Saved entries

Segment Open

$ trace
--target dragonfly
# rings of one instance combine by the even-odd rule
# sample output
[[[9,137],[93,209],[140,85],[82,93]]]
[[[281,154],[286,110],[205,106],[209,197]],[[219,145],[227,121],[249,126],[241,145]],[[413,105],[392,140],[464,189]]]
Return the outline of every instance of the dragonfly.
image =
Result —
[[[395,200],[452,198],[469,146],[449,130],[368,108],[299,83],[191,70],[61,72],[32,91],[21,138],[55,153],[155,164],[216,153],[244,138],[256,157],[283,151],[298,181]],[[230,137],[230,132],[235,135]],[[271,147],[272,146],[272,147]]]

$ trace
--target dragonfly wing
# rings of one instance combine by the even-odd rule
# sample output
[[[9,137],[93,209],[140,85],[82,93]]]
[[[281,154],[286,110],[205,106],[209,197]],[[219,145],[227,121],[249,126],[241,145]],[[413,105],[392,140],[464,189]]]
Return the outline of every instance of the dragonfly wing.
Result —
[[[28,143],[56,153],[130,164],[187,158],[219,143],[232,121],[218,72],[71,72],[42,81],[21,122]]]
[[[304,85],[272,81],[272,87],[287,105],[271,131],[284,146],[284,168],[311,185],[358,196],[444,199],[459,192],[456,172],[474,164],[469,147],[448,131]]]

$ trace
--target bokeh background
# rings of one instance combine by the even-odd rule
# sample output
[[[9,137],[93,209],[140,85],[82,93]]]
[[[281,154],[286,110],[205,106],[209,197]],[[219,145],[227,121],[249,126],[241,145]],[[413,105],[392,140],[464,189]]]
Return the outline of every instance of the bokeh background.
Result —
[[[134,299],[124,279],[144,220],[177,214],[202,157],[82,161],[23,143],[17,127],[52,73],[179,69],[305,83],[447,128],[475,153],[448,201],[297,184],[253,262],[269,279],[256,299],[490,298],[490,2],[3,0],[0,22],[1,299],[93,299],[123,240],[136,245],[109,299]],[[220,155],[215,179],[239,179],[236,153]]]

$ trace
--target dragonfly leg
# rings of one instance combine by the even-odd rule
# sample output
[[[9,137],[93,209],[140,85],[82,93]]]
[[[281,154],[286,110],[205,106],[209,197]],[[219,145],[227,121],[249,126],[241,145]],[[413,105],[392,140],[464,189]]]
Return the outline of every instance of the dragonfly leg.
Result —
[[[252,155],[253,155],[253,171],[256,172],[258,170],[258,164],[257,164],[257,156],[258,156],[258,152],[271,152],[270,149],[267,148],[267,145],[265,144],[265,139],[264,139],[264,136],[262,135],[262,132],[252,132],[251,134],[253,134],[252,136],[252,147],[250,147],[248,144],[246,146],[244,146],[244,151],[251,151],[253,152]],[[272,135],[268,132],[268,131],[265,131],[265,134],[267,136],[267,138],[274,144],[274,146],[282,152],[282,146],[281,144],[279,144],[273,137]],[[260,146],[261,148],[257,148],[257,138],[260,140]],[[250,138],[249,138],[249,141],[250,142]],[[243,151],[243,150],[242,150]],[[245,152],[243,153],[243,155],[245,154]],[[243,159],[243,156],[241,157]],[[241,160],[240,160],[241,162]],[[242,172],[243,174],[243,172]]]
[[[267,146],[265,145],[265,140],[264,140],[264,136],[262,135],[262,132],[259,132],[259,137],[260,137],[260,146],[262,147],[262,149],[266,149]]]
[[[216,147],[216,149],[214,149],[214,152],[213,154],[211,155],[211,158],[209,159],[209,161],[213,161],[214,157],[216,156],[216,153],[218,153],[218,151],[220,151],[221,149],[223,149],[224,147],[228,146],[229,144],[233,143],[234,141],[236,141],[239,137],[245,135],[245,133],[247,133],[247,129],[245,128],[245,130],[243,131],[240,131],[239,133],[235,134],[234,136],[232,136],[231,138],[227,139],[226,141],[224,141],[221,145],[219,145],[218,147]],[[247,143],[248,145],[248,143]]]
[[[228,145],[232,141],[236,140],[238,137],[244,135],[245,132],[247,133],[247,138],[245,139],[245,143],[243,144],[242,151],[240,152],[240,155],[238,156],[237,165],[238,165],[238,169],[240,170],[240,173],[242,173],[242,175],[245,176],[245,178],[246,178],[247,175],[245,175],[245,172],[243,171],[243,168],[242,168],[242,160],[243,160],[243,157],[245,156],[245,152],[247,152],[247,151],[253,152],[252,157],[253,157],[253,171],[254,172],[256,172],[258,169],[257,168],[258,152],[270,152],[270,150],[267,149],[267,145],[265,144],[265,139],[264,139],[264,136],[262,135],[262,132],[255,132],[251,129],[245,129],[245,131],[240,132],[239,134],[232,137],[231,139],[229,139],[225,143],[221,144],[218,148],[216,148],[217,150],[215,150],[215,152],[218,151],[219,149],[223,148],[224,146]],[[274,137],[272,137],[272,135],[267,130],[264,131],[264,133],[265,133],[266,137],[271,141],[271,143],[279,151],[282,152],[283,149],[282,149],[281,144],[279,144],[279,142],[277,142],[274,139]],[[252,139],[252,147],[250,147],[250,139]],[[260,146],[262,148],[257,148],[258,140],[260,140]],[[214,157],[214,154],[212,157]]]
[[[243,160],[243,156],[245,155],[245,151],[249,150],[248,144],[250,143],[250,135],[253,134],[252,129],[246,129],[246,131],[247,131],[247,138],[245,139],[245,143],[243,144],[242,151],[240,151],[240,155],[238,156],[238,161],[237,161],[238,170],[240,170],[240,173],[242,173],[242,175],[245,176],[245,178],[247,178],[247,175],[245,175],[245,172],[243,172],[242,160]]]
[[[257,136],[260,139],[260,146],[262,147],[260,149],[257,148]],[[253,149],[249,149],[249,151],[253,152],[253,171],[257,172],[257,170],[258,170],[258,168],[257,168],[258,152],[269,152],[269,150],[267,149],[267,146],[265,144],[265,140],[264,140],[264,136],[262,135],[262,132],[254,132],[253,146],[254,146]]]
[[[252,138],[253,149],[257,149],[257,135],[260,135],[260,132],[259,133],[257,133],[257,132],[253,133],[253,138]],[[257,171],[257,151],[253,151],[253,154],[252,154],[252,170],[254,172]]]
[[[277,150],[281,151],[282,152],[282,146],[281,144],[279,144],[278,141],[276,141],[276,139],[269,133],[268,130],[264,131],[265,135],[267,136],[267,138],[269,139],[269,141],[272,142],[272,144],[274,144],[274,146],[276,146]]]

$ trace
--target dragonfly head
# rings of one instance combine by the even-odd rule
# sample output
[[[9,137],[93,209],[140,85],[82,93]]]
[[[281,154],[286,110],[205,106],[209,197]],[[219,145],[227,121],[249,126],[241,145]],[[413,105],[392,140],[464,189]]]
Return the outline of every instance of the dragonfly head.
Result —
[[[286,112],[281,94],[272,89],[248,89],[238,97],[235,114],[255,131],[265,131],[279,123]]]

Segment Closed

The problem
Set down, word for word, each line from the top of the records above through the line with "Return the outline of every instance of the dragonfly wing.".

Answer section
$ trace
--target dragonfly
# rings of one instance combine by the even-odd rule
# sample output
[[[9,137],[93,209],[140,85],[82,93]]]
[[[281,154],[286,110],[205,106],[209,197]],[[219,145],[227,121],[249,126],[241,145]],[[413,105],[392,140],[464,189]]]
Return the outline of every instance of the dragonfly.
image =
Result —
[[[395,200],[452,198],[469,146],[449,130],[368,108],[299,83],[191,70],[61,72],[32,91],[21,138],[55,153],[155,164],[216,153],[244,138],[256,157],[283,151],[298,181]],[[230,137],[230,132],[235,135]],[[271,147],[272,146],[272,147]]]

$ trace
--target dragonfly wing
# rings of one instance combine by the even-odd rule
# sample output
[[[9,137],[93,209],[140,85],[82,93]]]
[[[281,154],[286,110],[205,106],[209,197]],[[219,145],[227,121],[249,126],[241,145]],[[413,105],[392,140],[464,189]]]
Return the outline of every instance of the dragonfly wing.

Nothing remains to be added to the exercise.